_Short task_.
List every line of the data below that contains the word "with".

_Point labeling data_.
+ + + +
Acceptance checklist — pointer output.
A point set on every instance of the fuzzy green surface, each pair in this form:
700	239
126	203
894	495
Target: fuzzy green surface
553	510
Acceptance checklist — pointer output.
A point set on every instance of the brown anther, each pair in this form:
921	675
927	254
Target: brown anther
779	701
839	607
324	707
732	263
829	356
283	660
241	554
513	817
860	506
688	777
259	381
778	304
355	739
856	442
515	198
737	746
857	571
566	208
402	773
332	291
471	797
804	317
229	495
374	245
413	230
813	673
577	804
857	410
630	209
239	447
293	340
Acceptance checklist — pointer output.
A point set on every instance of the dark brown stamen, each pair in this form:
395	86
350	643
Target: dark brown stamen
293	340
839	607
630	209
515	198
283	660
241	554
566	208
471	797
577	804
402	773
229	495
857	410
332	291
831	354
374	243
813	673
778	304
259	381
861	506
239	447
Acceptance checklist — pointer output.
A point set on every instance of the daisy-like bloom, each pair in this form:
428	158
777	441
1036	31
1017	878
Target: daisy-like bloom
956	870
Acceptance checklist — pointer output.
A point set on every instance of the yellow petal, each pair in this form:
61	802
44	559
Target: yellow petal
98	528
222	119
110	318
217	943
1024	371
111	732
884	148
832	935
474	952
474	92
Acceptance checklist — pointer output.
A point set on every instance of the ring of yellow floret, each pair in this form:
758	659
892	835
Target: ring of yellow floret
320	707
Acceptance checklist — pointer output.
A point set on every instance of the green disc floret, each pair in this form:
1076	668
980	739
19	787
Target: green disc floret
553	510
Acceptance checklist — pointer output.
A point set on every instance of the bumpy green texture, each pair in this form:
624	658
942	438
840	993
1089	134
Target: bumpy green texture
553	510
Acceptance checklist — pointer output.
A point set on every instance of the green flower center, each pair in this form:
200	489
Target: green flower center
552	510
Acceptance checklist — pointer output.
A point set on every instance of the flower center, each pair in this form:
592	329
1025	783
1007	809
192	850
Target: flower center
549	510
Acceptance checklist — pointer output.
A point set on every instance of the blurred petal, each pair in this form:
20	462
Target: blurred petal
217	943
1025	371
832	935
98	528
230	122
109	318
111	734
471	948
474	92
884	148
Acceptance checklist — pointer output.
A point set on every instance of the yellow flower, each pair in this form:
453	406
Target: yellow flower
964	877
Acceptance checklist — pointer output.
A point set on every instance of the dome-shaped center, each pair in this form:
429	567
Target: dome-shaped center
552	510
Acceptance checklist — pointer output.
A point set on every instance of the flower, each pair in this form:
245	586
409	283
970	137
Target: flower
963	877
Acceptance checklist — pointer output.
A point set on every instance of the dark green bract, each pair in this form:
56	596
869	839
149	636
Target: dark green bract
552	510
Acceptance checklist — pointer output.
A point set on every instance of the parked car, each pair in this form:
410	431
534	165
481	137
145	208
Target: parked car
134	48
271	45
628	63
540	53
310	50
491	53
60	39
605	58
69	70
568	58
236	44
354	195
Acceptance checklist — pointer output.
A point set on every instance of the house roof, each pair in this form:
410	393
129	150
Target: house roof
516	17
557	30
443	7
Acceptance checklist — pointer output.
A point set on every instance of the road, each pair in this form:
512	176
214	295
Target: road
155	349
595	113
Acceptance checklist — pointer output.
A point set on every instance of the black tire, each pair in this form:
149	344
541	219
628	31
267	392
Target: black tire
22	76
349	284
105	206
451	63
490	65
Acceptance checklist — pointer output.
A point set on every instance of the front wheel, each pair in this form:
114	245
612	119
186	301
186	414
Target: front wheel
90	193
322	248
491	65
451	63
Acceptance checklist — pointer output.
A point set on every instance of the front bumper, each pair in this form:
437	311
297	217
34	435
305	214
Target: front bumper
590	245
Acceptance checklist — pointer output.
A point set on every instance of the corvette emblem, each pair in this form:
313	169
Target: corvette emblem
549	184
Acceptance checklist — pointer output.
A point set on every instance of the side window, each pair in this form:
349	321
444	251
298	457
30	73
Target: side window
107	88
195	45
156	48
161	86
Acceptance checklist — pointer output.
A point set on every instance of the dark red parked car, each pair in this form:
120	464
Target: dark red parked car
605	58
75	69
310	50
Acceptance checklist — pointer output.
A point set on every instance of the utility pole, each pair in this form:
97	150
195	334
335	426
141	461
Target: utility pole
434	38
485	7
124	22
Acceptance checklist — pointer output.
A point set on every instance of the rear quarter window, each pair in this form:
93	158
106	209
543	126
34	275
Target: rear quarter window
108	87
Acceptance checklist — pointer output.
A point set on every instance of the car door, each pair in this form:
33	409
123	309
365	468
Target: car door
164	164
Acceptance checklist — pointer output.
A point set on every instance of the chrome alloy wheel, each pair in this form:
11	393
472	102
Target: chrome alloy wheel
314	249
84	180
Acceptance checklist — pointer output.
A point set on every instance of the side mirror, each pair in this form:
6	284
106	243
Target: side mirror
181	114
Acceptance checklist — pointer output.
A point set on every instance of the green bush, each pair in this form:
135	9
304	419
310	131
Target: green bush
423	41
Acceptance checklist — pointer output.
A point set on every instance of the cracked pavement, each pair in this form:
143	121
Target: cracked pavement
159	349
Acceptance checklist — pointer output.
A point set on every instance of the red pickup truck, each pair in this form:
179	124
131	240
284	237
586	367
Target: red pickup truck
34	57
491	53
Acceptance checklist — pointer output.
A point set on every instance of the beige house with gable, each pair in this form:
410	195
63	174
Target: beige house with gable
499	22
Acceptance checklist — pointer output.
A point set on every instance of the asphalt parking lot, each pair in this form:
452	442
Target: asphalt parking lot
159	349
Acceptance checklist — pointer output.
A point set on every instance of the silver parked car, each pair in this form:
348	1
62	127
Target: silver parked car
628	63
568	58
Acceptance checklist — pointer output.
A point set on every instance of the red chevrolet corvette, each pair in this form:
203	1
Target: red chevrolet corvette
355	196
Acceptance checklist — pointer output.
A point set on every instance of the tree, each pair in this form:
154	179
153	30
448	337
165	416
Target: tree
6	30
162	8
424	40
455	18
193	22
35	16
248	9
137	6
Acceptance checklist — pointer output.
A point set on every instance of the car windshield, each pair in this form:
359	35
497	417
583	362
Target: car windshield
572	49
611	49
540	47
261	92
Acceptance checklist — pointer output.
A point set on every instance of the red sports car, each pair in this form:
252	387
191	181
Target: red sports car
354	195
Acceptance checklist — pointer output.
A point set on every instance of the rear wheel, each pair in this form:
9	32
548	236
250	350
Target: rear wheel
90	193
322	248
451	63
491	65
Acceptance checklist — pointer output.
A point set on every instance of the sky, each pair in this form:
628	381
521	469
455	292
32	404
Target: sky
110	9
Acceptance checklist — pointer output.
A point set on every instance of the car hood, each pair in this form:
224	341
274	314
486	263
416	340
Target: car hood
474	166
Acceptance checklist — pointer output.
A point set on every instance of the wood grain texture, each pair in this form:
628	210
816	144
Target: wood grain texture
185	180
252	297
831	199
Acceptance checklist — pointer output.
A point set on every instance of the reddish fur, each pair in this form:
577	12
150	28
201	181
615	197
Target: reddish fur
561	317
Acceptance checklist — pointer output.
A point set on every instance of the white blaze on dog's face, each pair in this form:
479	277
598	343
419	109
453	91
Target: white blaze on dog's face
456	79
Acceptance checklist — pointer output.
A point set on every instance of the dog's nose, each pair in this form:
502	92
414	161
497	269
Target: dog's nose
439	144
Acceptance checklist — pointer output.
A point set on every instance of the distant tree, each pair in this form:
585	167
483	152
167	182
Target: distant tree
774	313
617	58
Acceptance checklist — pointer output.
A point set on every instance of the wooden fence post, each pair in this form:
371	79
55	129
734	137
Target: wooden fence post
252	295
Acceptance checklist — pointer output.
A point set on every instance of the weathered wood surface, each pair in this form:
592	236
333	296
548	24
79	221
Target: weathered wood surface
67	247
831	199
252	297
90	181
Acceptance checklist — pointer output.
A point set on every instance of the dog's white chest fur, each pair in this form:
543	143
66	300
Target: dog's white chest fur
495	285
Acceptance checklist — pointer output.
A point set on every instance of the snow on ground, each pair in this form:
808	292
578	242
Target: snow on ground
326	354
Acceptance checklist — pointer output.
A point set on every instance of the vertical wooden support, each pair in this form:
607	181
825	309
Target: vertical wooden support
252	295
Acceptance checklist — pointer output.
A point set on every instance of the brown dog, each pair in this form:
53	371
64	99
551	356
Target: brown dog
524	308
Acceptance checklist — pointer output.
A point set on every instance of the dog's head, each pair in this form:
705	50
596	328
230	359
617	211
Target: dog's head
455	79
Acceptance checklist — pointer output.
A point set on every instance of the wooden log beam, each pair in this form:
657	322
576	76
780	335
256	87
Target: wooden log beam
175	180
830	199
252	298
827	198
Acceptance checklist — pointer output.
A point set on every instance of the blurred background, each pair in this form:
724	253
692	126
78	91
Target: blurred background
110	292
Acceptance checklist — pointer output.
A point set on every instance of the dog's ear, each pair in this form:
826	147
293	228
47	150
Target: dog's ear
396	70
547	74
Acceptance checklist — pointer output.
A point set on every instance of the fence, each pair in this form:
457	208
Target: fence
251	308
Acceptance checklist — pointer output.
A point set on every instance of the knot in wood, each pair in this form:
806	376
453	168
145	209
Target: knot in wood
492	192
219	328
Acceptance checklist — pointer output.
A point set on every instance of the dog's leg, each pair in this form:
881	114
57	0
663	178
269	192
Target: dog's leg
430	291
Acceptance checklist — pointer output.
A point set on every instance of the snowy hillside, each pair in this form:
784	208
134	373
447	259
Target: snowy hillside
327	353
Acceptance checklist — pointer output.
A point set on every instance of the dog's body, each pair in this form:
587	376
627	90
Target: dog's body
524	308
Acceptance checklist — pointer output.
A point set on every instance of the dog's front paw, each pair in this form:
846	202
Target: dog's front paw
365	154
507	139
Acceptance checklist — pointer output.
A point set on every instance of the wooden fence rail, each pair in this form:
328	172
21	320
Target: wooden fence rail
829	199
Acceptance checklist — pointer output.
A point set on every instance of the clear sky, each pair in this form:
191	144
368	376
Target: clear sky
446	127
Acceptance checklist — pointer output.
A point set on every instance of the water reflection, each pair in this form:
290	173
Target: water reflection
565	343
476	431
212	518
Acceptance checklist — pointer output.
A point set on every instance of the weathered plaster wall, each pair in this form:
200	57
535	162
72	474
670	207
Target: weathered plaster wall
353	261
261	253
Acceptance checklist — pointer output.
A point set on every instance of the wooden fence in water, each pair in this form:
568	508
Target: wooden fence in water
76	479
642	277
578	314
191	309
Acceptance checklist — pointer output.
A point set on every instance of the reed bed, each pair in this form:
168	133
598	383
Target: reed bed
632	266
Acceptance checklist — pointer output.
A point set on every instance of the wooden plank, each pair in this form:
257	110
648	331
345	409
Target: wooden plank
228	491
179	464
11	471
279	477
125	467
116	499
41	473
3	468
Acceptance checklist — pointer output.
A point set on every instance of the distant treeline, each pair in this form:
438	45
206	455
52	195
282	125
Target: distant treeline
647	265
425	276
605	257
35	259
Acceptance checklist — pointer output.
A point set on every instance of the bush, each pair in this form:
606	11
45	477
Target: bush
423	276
+ + + +
_Correct answer_.
A point set on every instance of the beige house with gable, each pair in this form:
Target: beige house with gable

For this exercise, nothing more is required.